++++ ENTRIES SUPPLIED
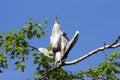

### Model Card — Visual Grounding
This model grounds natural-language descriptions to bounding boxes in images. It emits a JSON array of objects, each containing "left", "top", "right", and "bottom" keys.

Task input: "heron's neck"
[{"left": 52, "top": 23, "right": 60, "bottom": 34}]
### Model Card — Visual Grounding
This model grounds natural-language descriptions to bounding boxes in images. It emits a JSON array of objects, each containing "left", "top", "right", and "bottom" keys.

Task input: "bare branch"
[
  {"left": 63, "top": 37, "right": 120, "bottom": 65},
  {"left": 38, "top": 37, "right": 120, "bottom": 80}
]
++++++++
[WORK INSTRUCTIONS] Reproduce all of the material above verbatim, omitting the pictures.

[CORRECT RESULT]
### Model Card — Visual Grounding
This model grounds natural-language descriptions to bounding boxes in images. It emits a JSON array of objects, each containing "left", "top", "right", and "bottom" keys.

Task input: "heron's neck"
[{"left": 52, "top": 23, "right": 60, "bottom": 34}]
### Model Card — Visual Grounding
This model grounds natural-language descriptions to bounding boxes in images. It emits a JSON array of objects, each containing "left", "top", "right", and "bottom" keys.

Task input: "bare branch"
[
  {"left": 63, "top": 37, "right": 120, "bottom": 65},
  {"left": 38, "top": 37, "right": 120, "bottom": 80}
]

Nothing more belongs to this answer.